Aim: Reproduce every one of the following rows word for word, without changing any line.

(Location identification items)
++++++++

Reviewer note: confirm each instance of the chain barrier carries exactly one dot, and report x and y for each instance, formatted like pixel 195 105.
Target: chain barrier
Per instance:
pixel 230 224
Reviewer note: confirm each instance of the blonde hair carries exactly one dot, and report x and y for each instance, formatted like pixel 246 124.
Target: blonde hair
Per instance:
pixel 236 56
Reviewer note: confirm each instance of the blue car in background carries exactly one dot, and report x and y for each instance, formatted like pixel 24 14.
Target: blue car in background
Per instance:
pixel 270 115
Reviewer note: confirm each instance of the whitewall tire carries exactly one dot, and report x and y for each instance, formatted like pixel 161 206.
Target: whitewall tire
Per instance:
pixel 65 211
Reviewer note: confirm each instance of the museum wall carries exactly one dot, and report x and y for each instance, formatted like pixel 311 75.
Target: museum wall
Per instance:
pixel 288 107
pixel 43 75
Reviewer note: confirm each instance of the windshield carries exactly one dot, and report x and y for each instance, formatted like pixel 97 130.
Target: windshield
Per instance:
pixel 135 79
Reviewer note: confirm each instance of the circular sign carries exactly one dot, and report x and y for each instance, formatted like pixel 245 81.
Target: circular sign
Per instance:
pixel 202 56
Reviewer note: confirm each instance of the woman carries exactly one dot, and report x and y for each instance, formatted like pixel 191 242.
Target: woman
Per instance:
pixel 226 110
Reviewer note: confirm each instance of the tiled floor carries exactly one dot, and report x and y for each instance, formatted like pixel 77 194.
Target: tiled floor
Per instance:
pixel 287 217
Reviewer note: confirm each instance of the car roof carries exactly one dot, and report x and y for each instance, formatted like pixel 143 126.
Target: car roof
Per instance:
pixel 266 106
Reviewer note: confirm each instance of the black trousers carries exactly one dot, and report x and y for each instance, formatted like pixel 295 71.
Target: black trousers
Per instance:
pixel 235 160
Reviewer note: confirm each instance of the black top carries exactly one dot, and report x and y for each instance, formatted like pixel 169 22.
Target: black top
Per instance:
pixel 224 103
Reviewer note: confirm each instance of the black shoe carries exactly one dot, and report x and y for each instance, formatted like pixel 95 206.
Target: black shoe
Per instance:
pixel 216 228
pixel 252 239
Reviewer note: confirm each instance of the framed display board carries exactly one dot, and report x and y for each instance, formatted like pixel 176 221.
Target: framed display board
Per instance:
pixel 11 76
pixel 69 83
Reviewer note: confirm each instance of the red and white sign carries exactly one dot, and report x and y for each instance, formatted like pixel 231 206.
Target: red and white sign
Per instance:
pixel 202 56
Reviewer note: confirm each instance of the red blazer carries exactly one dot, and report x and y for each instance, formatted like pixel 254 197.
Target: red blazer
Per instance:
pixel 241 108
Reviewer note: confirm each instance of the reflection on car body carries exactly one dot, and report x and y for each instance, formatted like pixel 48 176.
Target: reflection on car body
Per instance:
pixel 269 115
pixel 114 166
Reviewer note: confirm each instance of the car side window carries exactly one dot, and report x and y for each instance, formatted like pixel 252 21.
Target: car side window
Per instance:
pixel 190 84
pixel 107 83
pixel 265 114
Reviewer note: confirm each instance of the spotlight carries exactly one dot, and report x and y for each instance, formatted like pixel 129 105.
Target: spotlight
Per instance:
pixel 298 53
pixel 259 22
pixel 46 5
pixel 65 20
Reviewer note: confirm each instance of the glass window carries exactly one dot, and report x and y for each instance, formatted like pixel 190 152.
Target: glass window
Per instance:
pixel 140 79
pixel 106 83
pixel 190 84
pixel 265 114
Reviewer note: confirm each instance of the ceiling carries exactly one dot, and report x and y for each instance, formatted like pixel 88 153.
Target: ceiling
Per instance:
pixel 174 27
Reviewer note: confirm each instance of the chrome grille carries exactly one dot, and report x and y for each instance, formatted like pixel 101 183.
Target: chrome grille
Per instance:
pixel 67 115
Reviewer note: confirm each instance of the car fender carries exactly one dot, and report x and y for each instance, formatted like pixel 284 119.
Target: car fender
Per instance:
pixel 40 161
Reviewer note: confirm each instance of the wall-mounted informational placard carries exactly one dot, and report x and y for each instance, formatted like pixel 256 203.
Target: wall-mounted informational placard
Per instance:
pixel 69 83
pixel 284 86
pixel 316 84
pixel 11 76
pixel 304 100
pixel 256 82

++++++++

Solved exercise:
Reviewer note: confirm each instance of the chain barrier carries exactly one dot, and report x and y for each instance, formatted like pixel 195 105.
Target: chain barrier
Per instance:
pixel 230 224
Reviewer note: confirm each instance of the blonde hair carries exactly one dot, and report x and y for each instance, formatted like pixel 246 124.
Target: blonde hair
Per instance:
pixel 236 56
Reviewer note: confirm each instance of the blue car in background carries exactly one dot, and report x and y for each instance, formatted like pixel 24 14.
Target: blue car in background
Per instance:
pixel 270 115
Reviewer note: confirm each instance of the whitewall tire carries exactly one dot, and report x and y for each instance, formatted like pixel 161 206.
Target: whitewall tire
Per instance:
pixel 65 211
Reviewer note: confirm each instance of the museum wall carries exactly one dot, and report x and y for each instance, formatted like pixel 311 75.
Target: museum wall
Per instance:
pixel 288 107
pixel 43 75
Reviewer note: confirm each instance of the windshield carries exactly one dot, and report x and y for each instance, formatted like pixel 97 130.
Target: windshield
Per instance:
pixel 135 79
Reviewer note: confirm each instance of the circular sign carries exactly one dot, and report x and y for each instance, formatted like pixel 245 81.
Target: circular sign
Per instance:
pixel 202 56
Reviewer note: confirm each instance of the woman carries exactly one dot, and report x and y for each instance, formatted like pixel 191 242.
Target: woman
Per instance:
pixel 226 110
Reviewer note: confirm each instance of the tiled floor carries exactly one dot, and report x and y for each instance, formatted like pixel 77 194.
Target: tiled floor
Per instance:
pixel 287 217
Reviewer note: confirm each instance of the car roof carries exactly one dot, and report x and y for each instance, formatted like pixel 143 126.
Target: car roof
Per instance:
pixel 266 106
Reviewer note: confirm each instance of the black trousers carries exactly one dot, and report x and y for each instance, formatted like pixel 295 71.
Target: black trousers
Per instance:
pixel 235 160
Reviewer note: confirm each instance of the black top carries exactly one dot, and report x and y for each instance, formatted like pixel 169 22.
Target: black top
Per instance:
pixel 224 103
Reviewer note: confirm each instance of the black shoe carries exactly one dot, and report x and y for each instance, formatted like pixel 95 206.
Target: black shoe
Per instance:
pixel 216 228
pixel 252 239
Reviewer note: confirm each instance of the framed display board carries exactly one dot, and report x and y for each instance, formatted like pixel 176 221.
Target: framed display board
Per instance:
pixel 11 76
pixel 69 83
Reviewer note: confirm each instance of the red and white sign carries exactly one dot, and report x and y for each instance, formatted like pixel 231 206.
Target: red and white sign
Per instance:
pixel 202 56
Reviewer note: confirm each instance of the red blazer carries exactly one dot, and report x and y for each instance, formatted like pixel 254 197.
Target: red blazer
Per instance:
pixel 241 108
Reviewer note: confirm each instance of the reflection on car body carries exactly one dot, and report x and y for each instance, formatted like pixel 48 176.
Target: reflection on car body
Per instance:
pixel 269 115
pixel 114 166
Reviewer note: confirm each instance of the car side window carries exactly one dot, and report x and y for each instance, formatted like pixel 252 21.
Target: car side window
Per instance:
pixel 190 84
pixel 107 83
pixel 265 114
Reviewer note: confirm each instance of the spotlight carries exactly one dot, and report x and y for each instance, formatted like pixel 129 105.
Target: spotlight
Per instance:
pixel 298 53
pixel 259 22
pixel 46 5
pixel 65 20
Reviewer note: confirm each instance of the glass window carries exactly one dot, and report x and y for each instance, formatted like pixel 190 152.
Target: glass window
Per instance:
pixel 140 79
pixel 106 83
pixel 190 84
pixel 265 114
Reviewer note: confirm each instance of the ceiling carries exactly one dot, and report x and y for each instance, formatted like pixel 88 153.
Target: ceiling
Per instance:
pixel 174 27
Reviewer note: confirm each instance of the chrome grille carries exactly one dot, and report x and y for each instance, formatted like pixel 101 183.
Target: chrome grille
Per instance:
pixel 67 115
Reviewer note: confirm each instance of the car fender carries exactly one dot, and report x and y for each instance, formatted like pixel 284 119.
Target: car fender
Per instance:
pixel 40 161
Reviewer note: confirm each instance of the wall-mounted informational placard carries exactly one dot, and report x and y for each instance, formatted like pixel 256 203.
Target: wall-mounted informational placard
Per instance:
pixel 69 83
pixel 284 86
pixel 316 84
pixel 11 76
pixel 304 100
pixel 256 82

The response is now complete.